PROBLEM REQUIREMENTS: Please count how many lines of the data include the word "tree". Give only that number in reply.

DATA SUPPLIED:
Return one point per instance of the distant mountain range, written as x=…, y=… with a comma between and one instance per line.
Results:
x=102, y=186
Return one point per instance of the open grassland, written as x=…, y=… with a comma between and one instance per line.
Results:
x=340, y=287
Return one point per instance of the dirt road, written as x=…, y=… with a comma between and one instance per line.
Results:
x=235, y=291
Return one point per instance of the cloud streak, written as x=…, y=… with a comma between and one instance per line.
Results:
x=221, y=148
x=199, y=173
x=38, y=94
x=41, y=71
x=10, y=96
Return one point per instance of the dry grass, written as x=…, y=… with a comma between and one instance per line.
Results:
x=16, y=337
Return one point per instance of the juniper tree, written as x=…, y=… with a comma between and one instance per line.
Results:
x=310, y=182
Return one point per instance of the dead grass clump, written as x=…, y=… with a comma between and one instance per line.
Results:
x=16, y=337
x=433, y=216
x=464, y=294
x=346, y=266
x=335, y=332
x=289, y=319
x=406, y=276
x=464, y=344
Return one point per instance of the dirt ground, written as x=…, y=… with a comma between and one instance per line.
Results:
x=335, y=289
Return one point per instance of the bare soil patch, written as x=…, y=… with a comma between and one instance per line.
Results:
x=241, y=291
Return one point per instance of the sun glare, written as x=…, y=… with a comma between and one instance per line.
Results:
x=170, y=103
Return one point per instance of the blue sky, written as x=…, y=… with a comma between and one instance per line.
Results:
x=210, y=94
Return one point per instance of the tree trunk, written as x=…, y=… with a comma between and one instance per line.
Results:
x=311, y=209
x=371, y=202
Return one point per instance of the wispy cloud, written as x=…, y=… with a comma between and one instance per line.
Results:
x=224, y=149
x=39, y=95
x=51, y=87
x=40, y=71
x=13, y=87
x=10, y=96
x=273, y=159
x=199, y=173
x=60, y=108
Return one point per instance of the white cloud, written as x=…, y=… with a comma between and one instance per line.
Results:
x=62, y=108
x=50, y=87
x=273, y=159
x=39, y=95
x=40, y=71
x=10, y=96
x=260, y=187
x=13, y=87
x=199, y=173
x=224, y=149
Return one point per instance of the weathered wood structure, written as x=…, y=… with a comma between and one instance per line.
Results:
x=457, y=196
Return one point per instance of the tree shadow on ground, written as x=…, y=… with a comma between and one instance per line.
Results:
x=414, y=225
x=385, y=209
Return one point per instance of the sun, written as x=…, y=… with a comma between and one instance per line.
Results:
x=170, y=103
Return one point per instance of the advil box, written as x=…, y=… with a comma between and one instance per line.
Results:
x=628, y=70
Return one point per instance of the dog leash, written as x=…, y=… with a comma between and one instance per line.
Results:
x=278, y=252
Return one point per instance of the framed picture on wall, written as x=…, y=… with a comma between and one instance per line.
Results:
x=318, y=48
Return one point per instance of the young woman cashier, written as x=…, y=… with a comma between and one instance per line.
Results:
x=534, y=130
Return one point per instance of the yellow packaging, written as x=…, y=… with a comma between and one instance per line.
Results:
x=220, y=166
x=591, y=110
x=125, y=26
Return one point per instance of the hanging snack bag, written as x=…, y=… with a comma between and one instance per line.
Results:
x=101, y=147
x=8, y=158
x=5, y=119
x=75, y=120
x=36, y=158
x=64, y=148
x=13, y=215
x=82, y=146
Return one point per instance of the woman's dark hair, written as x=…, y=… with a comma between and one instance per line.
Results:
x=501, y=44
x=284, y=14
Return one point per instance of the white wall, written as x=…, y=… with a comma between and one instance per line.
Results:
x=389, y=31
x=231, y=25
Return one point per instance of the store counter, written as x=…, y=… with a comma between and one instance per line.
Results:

RESULT OF THE TASK: 3